[Saved data entries]

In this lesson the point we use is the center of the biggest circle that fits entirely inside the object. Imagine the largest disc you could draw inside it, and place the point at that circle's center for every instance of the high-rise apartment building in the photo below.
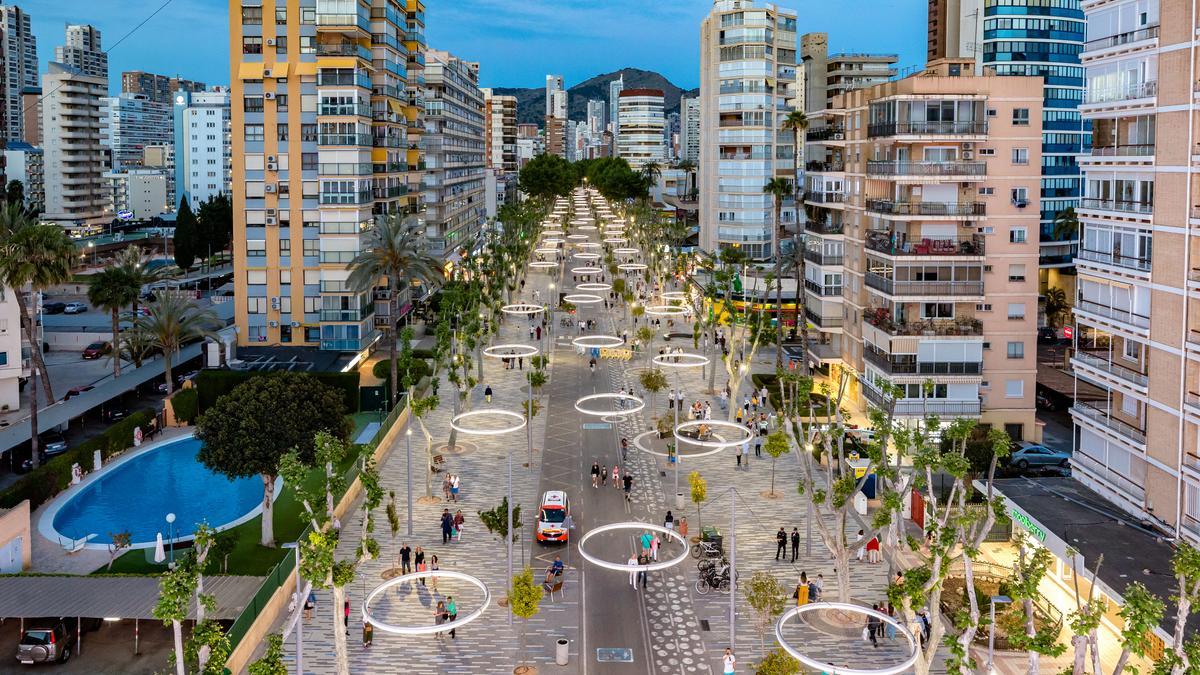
(203, 157)
(747, 77)
(131, 123)
(83, 51)
(18, 51)
(159, 88)
(922, 252)
(454, 154)
(321, 113)
(72, 111)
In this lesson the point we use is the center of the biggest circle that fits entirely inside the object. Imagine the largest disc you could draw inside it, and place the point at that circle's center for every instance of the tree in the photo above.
(767, 597)
(175, 321)
(397, 250)
(250, 430)
(112, 290)
(525, 596)
(185, 238)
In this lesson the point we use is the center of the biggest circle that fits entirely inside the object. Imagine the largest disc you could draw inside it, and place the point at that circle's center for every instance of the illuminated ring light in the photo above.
(640, 446)
(520, 351)
(684, 360)
(522, 309)
(849, 608)
(582, 299)
(598, 341)
(639, 405)
(627, 567)
(426, 629)
(720, 424)
(456, 422)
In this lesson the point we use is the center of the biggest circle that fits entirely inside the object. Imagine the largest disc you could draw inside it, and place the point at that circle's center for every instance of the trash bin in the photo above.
(561, 647)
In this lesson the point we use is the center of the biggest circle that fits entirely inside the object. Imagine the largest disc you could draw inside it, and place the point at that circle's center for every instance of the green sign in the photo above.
(1027, 524)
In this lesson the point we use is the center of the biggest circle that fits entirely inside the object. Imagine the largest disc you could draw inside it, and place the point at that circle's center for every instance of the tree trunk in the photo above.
(268, 536)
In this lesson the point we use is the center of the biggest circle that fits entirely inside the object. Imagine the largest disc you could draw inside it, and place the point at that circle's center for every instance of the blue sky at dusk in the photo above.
(517, 42)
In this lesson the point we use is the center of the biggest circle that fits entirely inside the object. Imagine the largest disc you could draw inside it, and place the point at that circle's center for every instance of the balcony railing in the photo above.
(1129, 262)
(893, 287)
(928, 129)
(886, 243)
(927, 208)
(1123, 205)
(927, 168)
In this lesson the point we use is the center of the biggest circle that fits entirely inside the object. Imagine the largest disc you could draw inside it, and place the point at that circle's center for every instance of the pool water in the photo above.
(138, 494)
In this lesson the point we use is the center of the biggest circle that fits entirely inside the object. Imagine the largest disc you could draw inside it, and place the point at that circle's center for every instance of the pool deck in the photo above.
(49, 557)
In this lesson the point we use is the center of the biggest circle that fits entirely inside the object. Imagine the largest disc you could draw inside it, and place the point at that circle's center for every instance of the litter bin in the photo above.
(561, 647)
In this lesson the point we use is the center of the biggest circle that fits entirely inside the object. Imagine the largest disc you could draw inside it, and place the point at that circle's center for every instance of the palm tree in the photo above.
(779, 189)
(173, 322)
(112, 290)
(396, 250)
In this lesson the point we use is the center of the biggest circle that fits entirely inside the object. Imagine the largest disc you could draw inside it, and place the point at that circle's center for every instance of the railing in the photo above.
(893, 287)
(1122, 205)
(927, 168)
(928, 127)
(927, 208)
(1117, 260)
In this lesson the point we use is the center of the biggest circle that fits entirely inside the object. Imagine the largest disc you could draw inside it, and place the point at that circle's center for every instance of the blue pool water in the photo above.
(138, 494)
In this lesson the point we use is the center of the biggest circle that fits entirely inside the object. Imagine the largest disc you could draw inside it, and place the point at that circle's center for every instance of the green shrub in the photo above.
(41, 484)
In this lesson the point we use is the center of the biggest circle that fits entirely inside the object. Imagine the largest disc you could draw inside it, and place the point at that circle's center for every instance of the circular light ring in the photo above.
(681, 360)
(520, 351)
(582, 299)
(666, 310)
(627, 567)
(640, 446)
(426, 629)
(522, 309)
(456, 422)
(598, 341)
(718, 423)
(809, 662)
(639, 405)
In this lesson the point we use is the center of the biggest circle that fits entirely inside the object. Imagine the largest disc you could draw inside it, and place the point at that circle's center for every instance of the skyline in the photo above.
(655, 42)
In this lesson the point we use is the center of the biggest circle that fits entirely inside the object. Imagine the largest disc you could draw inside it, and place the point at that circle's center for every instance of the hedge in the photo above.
(213, 384)
(41, 484)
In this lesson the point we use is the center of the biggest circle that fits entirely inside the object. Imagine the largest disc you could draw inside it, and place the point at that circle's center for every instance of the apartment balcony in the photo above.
(923, 288)
(1099, 419)
(928, 209)
(929, 246)
(955, 171)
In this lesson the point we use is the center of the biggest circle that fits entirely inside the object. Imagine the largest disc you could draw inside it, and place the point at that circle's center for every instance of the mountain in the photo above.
(532, 102)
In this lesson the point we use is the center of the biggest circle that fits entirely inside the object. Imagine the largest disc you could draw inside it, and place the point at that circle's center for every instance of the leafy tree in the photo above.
(185, 240)
(250, 430)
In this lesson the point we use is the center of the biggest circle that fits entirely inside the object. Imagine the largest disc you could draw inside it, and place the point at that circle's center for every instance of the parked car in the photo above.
(96, 350)
(1035, 455)
(46, 643)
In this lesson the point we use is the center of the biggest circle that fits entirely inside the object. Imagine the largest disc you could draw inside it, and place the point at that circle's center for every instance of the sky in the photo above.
(516, 42)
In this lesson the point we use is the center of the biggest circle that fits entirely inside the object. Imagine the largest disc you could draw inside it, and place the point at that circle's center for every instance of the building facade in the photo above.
(922, 255)
(747, 77)
(321, 113)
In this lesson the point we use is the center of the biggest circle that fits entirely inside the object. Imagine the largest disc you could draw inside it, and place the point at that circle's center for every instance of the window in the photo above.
(1017, 350)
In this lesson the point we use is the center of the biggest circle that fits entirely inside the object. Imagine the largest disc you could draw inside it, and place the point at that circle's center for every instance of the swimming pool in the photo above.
(136, 493)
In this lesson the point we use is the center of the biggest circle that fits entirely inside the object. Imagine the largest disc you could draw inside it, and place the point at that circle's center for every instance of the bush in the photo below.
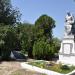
(65, 67)
(43, 50)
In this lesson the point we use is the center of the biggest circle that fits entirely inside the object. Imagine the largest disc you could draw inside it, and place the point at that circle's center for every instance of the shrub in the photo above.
(43, 50)
(65, 67)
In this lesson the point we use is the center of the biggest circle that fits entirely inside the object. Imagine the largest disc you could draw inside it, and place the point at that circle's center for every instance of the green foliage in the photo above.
(65, 67)
(8, 15)
(8, 41)
(26, 36)
(56, 43)
(43, 50)
(44, 25)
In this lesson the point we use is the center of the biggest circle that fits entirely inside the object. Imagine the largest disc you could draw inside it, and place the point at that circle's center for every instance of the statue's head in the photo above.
(68, 13)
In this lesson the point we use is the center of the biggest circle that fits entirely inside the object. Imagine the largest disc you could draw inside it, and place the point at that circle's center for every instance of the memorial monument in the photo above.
(67, 50)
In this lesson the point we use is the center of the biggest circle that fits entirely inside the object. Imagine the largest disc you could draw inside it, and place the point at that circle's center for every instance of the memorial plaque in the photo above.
(67, 48)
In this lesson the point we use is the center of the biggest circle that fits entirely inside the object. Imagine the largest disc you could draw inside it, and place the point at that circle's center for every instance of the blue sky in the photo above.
(32, 9)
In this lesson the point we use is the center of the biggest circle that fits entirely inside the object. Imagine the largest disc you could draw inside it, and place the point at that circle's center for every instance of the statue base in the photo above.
(67, 50)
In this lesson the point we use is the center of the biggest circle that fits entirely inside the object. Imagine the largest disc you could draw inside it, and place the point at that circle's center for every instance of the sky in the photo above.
(31, 10)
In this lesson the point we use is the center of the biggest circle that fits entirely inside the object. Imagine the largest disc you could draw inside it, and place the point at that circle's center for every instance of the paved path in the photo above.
(7, 67)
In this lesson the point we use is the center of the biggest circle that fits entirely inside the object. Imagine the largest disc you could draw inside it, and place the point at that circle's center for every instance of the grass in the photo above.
(54, 67)
(25, 72)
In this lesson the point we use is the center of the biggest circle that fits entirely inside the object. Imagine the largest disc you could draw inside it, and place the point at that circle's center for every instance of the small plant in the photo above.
(65, 67)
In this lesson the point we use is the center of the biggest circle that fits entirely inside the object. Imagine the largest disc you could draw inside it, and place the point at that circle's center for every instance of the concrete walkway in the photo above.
(34, 68)
(45, 71)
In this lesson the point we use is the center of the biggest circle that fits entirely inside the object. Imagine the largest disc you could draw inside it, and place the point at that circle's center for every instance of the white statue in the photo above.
(69, 21)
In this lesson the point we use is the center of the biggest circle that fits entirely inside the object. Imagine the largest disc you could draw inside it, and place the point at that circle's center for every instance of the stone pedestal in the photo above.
(67, 50)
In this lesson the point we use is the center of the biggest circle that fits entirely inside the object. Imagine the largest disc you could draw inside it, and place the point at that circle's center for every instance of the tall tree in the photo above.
(44, 25)
(8, 15)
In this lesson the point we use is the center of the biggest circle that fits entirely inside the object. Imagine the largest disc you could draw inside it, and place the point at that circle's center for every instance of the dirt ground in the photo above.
(7, 68)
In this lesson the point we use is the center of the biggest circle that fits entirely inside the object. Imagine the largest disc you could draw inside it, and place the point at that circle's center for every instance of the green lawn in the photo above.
(54, 67)
(25, 72)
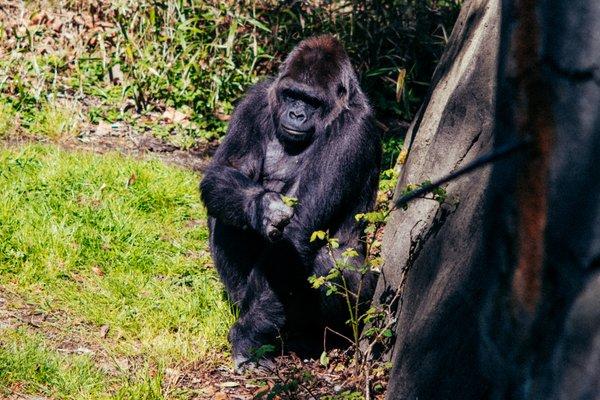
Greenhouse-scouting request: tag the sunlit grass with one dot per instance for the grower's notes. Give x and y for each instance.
(108, 240)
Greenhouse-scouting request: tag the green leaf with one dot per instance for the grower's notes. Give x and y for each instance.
(318, 235)
(289, 201)
(324, 359)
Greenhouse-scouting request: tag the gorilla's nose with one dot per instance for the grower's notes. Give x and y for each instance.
(297, 116)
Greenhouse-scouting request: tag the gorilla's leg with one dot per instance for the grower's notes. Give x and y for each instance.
(235, 251)
(262, 315)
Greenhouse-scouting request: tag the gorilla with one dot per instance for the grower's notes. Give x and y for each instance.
(306, 134)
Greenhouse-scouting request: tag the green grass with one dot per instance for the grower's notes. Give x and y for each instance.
(105, 240)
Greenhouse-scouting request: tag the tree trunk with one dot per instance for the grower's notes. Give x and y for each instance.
(431, 249)
(500, 288)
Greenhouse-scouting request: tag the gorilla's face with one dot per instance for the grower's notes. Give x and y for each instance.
(299, 111)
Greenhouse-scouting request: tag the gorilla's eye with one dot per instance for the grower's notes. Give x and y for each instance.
(289, 95)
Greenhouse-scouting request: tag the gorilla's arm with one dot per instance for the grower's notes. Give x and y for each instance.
(341, 183)
(230, 189)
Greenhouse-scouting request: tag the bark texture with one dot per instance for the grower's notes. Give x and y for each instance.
(500, 286)
(431, 248)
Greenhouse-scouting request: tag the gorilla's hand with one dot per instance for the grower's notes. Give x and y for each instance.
(274, 215)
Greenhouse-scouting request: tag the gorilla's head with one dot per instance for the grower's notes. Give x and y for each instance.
(316, 83)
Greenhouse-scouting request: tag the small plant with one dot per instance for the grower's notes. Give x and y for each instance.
(8, 120)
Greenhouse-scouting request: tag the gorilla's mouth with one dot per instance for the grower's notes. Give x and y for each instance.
(294, 132)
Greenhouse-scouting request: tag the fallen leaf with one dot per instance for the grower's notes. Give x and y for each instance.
(220, 396)
(229, 384)
(104, 331)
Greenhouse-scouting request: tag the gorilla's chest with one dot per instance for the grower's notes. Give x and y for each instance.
(281, 170)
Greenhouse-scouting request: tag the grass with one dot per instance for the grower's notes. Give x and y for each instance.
(105, 241)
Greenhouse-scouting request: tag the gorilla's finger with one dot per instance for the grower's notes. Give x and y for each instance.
(273, 233)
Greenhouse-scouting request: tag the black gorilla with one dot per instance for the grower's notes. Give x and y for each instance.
(306, 134)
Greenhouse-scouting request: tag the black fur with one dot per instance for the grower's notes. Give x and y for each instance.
(260, 246)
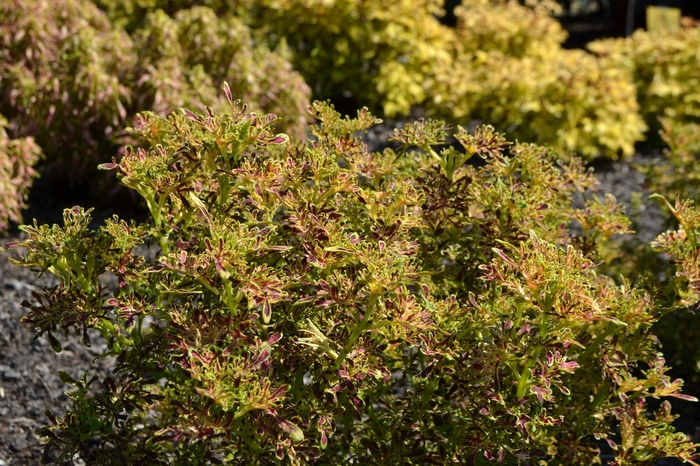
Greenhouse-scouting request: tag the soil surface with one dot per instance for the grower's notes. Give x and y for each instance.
(29, 381)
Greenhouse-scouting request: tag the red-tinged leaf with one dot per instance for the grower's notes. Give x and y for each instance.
(279, 453)
(503, 256)
(684, 397)
(192, 116)
(67, 379)
(55, 344)
(540, 392)
(278, 393)
(274, 338)
(51, 417)
(267, 312)
(227, 92)
(261, 357)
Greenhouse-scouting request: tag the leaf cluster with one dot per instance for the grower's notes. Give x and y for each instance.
(664, 68)
(311, 302)
(17, 158)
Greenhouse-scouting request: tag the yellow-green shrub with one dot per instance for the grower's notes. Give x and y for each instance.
(508, 27)
(383, 54)
(63, 69)
(666, 69)
(504, 73)
(72, 80)
(183, 58)
(17, 157)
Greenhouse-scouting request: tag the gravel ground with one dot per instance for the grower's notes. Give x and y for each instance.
(29, 382)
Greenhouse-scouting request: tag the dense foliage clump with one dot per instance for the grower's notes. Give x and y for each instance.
(316, 303)
(664, 65)
(511, 71)
(73, 81)
(17, 159)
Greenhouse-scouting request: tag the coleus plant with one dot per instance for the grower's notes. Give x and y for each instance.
(317, 303)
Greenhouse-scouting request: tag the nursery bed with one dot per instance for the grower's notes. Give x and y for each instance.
(29, 382)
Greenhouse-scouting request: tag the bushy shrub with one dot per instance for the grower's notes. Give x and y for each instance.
(318, 303)
(664, 65)
(512, 72)
(17, 158)
(72, 80)
(182, 58)
(63, 74)
(383, 54)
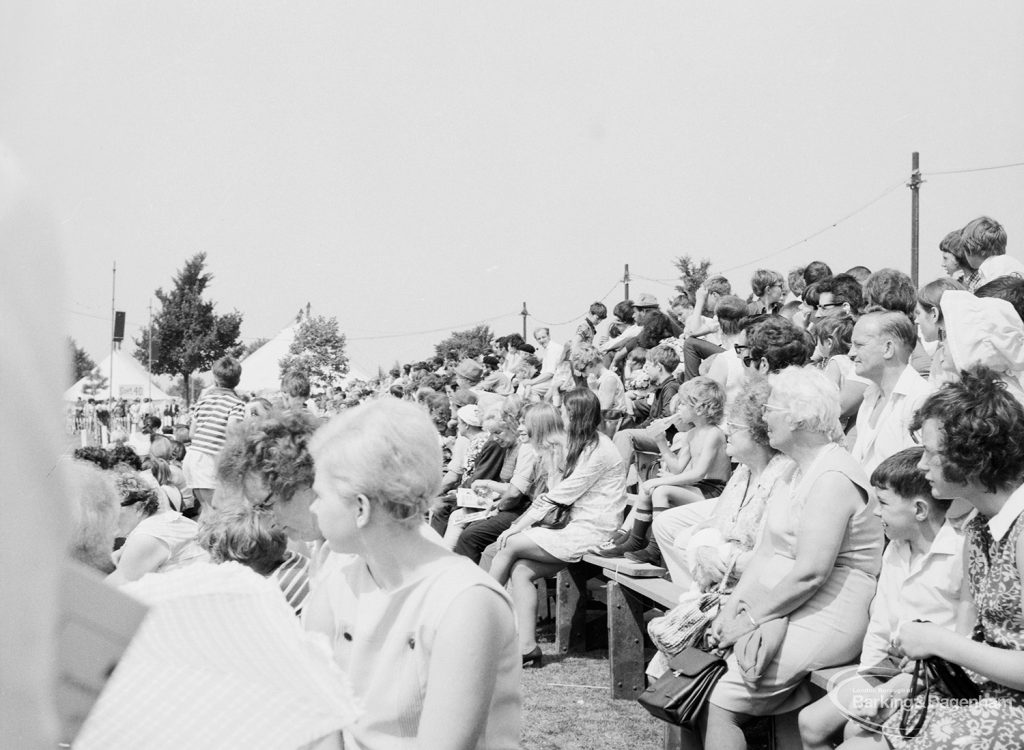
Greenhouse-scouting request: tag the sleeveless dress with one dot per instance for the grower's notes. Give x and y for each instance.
(384, 641)
(178, 533)
(827, 629)
(995, 721)
(596, 490)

> [What the exercise asks]:
Copy only the lines running from the one that holds "Greenhouse-scouting request: tag the red-tinged" through the last line of the data, and include both of those lines. Do not copy any pictures.

> [Written response]:
Greenhouse-scouting request: tag the red-tinged leaf with one dot per instance for the grower's notes. Give x and y for each instance.
(279, 453)
(503, 256)
(684, 397)
(192, 116)
(67, 379)
(55, 344)
(540, 392)
(278, 393)
(274, 338)
(51, 417)
(267, 312)
(227, 92)
(261, 357)
Greenhouse-scouting request: tag the leaf cluster with one dot per instance for the grower's notes. Give x and y for each instance.
(664, 68)
(311, 302)
(17, 158)
Greenhouse-scouting request: tag the yellow-green shrub with one dot per instance for the grower's notes. Give x and y for each instance.
(508, 27)
(383, 54)
(63, 69)
(666, 69)
(504, 73)
(72, 80)
(183, 58)
(17, 157)
Greenhouse-scouting request: tag the gravel ground with one dot per instance for the grower's notes. Give x and y for each instance.
(29, 382)
Greenhouse-scouting request: tag the dense foliage clump with one dot per instance for the grower's notes. Give x and y for each instance.
(316, 303)
(664, 65)
(511, 71)
(73, 81)
(17, 159)
Greenhouse-scouting request: tag the coleus plant with one dot per instance for the grower's notes. Give x and y for each instance.
(317, 303)
Greenhouse-scouting request: tag the nursery bed with one dot per instance for the grower's notes. Give x and y for each instance.
(29, 382)
Greenhouse-scouting request: tag the bushy shrub with one dot per instance for the grower's notes. Give x and y for each instance.
(318, 303)
(664, 65)
(512, 72)
(17, 158)
(72, 80)
(182, 58)
(63, 74)
(383, 54)
Greenhouse-scouting request: tag the sleeveless dress with one dot per instance for the grower's notes. Give x and y for each instance.
(384, 641)
(178, 533)
(827, 629)
(995, 721)
(596, 490)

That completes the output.